Extract each line of the records below that contains the string "Query".

- Dataset content
# # # # #
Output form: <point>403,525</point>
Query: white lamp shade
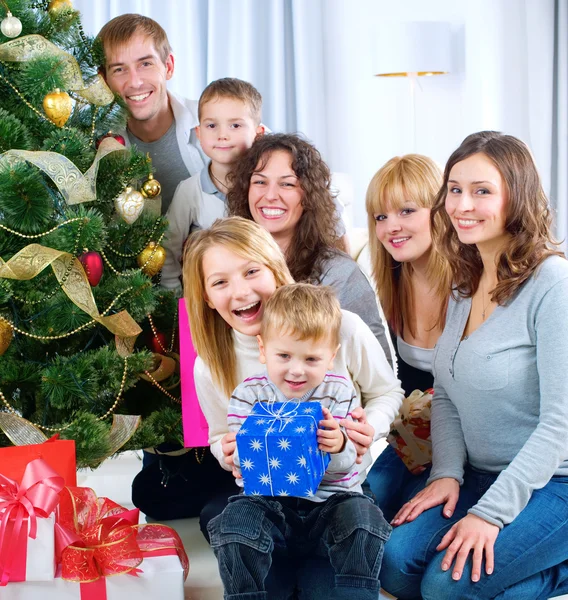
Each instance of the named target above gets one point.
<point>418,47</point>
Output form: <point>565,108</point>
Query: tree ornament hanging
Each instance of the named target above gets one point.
# # # # #
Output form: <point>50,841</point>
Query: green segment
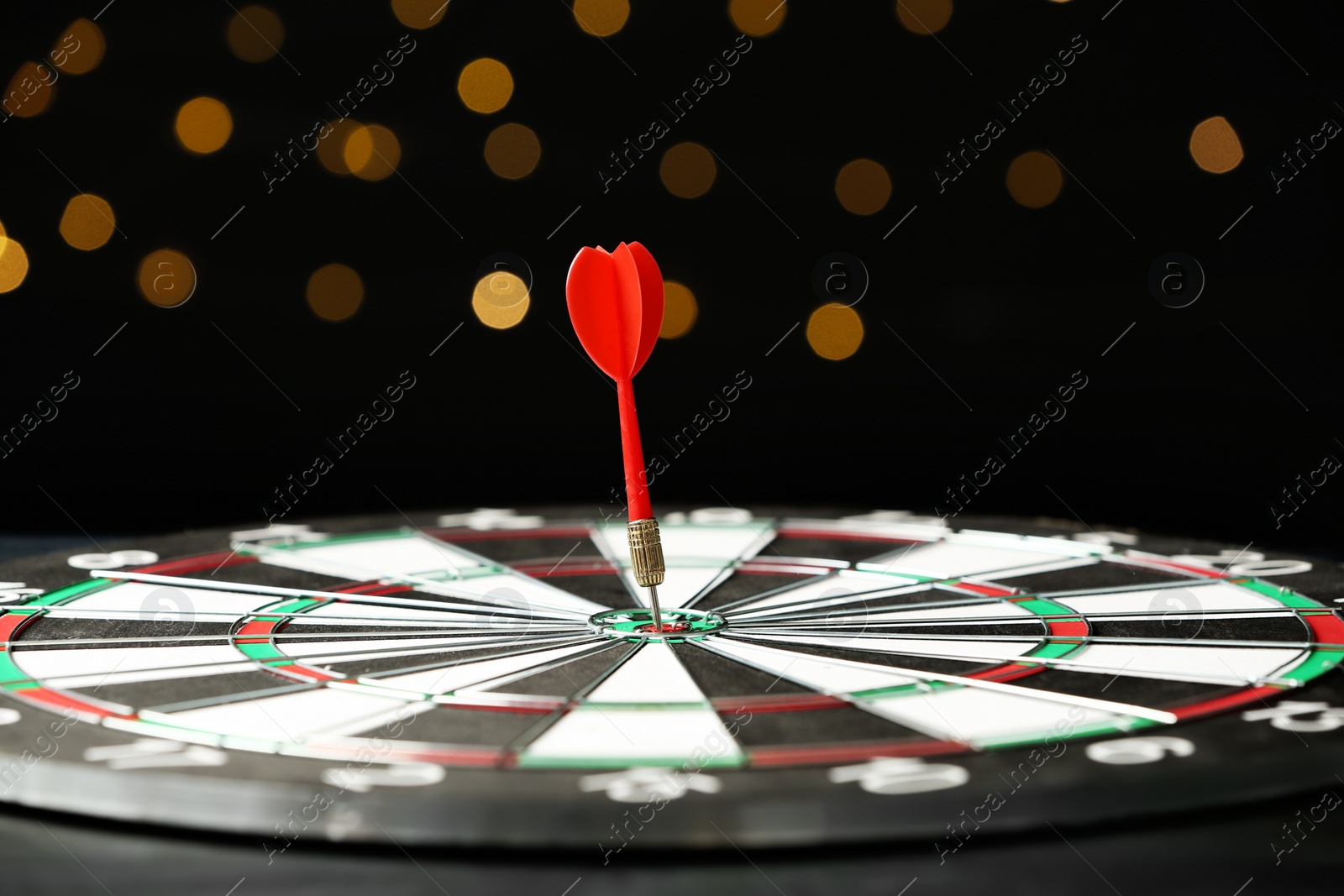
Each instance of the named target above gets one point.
# # # # #
- Completed task
Query: white lamp shade
Query: tree ornament hanging
Query: green segment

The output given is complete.